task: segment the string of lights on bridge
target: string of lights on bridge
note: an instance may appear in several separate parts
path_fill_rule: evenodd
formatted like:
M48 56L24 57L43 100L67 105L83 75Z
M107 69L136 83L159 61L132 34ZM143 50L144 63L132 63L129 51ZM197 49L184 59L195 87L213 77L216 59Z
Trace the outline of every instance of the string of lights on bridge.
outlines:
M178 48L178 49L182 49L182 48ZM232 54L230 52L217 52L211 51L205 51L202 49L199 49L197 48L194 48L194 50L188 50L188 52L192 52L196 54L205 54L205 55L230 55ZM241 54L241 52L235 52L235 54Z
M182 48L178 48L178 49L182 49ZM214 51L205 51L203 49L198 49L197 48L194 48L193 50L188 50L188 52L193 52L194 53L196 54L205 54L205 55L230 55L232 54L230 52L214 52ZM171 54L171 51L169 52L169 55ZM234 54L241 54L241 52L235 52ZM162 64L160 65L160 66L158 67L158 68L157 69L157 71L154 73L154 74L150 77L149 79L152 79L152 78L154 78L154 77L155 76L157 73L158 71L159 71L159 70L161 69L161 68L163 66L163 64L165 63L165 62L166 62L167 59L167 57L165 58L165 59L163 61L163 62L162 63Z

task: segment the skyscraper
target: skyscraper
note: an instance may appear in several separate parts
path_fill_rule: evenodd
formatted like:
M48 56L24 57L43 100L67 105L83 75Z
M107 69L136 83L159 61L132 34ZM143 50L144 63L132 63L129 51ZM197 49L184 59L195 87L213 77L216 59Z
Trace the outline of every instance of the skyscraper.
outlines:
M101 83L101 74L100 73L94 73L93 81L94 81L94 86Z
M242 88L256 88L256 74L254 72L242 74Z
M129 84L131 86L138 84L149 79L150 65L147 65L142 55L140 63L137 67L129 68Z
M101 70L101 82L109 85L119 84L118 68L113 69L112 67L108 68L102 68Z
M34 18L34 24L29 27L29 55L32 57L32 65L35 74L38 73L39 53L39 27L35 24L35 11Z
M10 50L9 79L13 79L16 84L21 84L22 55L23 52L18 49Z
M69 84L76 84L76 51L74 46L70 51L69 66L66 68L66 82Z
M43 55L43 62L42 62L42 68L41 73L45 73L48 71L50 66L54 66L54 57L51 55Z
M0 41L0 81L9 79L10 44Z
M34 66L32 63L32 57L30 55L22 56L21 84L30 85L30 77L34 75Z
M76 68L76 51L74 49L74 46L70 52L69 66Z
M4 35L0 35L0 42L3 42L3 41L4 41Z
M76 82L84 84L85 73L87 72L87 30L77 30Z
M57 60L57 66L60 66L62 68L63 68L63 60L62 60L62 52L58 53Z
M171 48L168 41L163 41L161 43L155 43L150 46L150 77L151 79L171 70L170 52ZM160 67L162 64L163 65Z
········
> [Exercise objective] Update everything from the first line of the items down to the line containing "M178 48L178 49L182" by replacing "bridge" with "overpass", leaving all else unchanged.

> [Correct answer]
task: segment the string of lights on overpass
target: string of lights on overpass
note: an instance may appear in several separate parts
path_fill_rule: evenodd
formatted like:
M48 56L24 57L43 100L67 105L83 75Z
M107 69L136 83L159 61L132 34ZM143 50L144 63L132 63L129 51ZM197 49L184 59L195 87L213 77L216 59Z
Trace the outline of every instance of the string of lights on overpass.
outlines:
M178 48L178 49L182 49L182 48ZM232 54L230 52L217 52L211 51L205 51L202 49L199 49L197 48L194 48L194 50L188 50L188 52L192 52L196 54L205 54L205 55L230 55ZM241 54L241 52L235 52L235 54Z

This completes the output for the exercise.